* [DATA SUPPLIED]
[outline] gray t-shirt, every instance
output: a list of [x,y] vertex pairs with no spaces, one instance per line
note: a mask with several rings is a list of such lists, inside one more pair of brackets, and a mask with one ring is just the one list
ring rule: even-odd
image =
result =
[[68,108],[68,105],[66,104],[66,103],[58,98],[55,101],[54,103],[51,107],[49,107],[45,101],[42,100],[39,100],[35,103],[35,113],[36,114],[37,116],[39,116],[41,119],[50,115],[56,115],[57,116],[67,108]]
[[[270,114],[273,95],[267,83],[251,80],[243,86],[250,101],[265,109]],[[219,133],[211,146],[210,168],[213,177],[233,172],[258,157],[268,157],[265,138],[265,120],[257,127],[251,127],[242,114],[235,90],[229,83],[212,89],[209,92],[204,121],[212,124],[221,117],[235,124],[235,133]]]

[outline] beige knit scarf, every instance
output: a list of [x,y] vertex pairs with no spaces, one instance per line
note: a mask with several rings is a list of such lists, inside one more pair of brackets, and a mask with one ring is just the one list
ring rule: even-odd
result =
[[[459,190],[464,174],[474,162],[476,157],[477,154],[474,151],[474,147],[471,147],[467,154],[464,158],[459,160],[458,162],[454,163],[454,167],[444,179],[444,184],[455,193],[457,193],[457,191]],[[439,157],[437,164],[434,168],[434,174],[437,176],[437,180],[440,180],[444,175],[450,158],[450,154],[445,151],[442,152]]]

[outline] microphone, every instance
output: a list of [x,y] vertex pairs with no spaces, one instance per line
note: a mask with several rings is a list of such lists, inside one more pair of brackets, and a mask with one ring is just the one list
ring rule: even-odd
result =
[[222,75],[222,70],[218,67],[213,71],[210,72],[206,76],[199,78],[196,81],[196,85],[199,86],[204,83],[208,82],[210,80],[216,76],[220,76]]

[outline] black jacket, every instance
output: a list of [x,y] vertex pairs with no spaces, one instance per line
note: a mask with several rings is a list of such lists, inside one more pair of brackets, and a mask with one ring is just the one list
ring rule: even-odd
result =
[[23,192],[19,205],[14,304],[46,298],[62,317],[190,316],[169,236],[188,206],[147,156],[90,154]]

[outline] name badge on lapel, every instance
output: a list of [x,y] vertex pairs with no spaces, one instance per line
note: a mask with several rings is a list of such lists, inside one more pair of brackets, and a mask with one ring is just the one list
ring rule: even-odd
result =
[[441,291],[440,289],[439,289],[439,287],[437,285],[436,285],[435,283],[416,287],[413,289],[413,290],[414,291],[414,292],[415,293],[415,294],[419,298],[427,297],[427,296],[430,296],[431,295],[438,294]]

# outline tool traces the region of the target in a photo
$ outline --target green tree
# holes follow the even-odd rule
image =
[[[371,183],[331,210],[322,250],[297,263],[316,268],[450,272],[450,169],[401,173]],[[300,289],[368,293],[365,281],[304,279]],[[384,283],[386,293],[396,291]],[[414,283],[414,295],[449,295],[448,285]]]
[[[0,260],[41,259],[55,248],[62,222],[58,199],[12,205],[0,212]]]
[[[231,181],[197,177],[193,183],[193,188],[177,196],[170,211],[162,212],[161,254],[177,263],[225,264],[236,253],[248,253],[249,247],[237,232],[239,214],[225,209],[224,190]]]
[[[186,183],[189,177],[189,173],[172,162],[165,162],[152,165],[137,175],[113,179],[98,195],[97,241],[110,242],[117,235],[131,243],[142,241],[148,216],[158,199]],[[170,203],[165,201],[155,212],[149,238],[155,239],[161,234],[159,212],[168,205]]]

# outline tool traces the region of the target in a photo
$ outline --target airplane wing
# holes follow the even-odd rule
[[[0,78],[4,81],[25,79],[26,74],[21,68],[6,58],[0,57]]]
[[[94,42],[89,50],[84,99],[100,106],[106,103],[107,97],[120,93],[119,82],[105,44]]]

* [SHORT EXERCISE]
Copy the material above back out, exactly as written.

* [COMPLETE OUTPUT]
[outline] gray t-shirt, every instance
output: a list of [x,y] vertex pairs with no spaces, one instance per line
note: a mask with several rings is a list of such lists, inside one more pair of brackets, and a mask with one ring is just the one list
ring rule: even-odd
image =
result =
[[68,108],[68,105],[66,104],[66,103],[58,98],[55,101],[54,103],[51,107],[49,107],[45,101],[42,100],[39,100],[35,103],[35,113],[36,114],[37,116],[39,116],[41,119],[50,115],[56,115],[57,116],[67,108]]
[[[270,114],[273,95],[267,83],[251,80],[243,86],[250,101],[265,109]],[[219,133],[211,146],[210,168],[213,177],[233,172],[258,157],[268,157],[265,138],[265,120],[257,127],[251,127],[242,114],[235,90],[229,83],[212,89],[209,92],[204,121],[212,124],[221,117],[235,124],[235,133]]]

[outline] beige knit scarf, every instance
output: a list of [x,y] vertex pairs with no spaces, one instance per line
note: a mask with several rings is a list of such lists, inside one more pair of brackets, and a mask with one ring is just the one list
ring rule: even-odd
result =
[[[459,190],[464,174],[474,162],[476,157],[477,154],[474,151],[474,147],[471,147],[467,154],[464,158],[459,160],[458,162],[454,163],[454,167],[444,179],[444,184],[455,193],[457,193],[457,191]],[[439,157],[437,164],[434,168],[434,174],[437,176],[437,180],[440,180],[444,175],[450,158],[450,154],[445,151],[442,152]]]

[outline] microphone, every instance
output: a list of [x,y] vertex pairs with no spaces, one instance per line
note: a mask with several rings is a list of such lists, inside one more pair of brackets, and a mask with one ring is just the one list
ring rule: even-odd
result =
[[222,75],[222,70],[218,67],[213,71],[210,72],[206,76],[199,78],[196,81],[196,85],[199,86],[204,83],[208,82],[210,80],[216,76],[220,76]]

[outline] black jacket, every instance
output: a list of [x,y] vertex pairs with no spaces, one instance per line
note: a mask with several rings is a list of such lists, inside one more pair of brackets, and a mask with one ring is just the one list
ring rule: even-odd
result =
[[23,192],[19,205],[14,304],[46,298],[62,317],[190,316],[169,236],[188,206],[147,156],[90,154]]

[outline] name badge on lapel, every instance
output: a list of [x,y] vertex pairs with no spaces, one instance per line
note: a mask with several rings is a list of such lists, inside one more pair of brackets, and a mask with one ring is just the one list
ring rule: even-odd
result =
[[441,291],[440,289],[439,289],[439,287],[437,285],[436,285],[435,283],[416,287],[413,289],[413,290],[414,291],[414,292],[415,293],[415,294],[419,298],[427,297],[427,296],[430,296],[431,295],[438,294]]

# outline tool traces the region of the target in a photo
$ outline --target green tree
# holes follow the even-odd rule
image =
[[[371,183],[331,210],[322,250],[297,263],[316,268],[450,272],[450,169],[401,173]],[[300,289],[368,293],[365,281],[304,279]],[[384,283],[386,293],[396,291]],[[414,283],[414,295],[449,295],[448,285]]]
[[[0,260],[41,259],[55,248],[62,222],[58,199],[12,205],[0,212]]]
[[[231,181],[197,177],[193,183],[193,188],[177,196],[170,211],[162,212],[161,254],[177,263],[225,264],[236,253],[248,253],[249,247],[237,232],[239,214],[225,209],[224,190]]]
[[[186,183],[189,177],[189,173],[172,162],[165,162],[152,165],[137,175],[113,179],[98,195],[97,241],[110,242],[117,235],[131,243],[142,241],[148,216],[158,199]],[[170,203],[165,201],[155,212],[149,238],[155,239],[161,234],[159,212],[168,205]]]

# outline tool traces the region of the target in a photo
$ outline --target airplane wing
# holes follow the even-odd rule
[[[0,78],[4,81],[25,79],[26,74],[21,68],[6,58],[0,57]]]
[[[94,42],[89,50],[84,99],[100,106],[106,103],[107,97],[120,93],[119,82],[105,44]]]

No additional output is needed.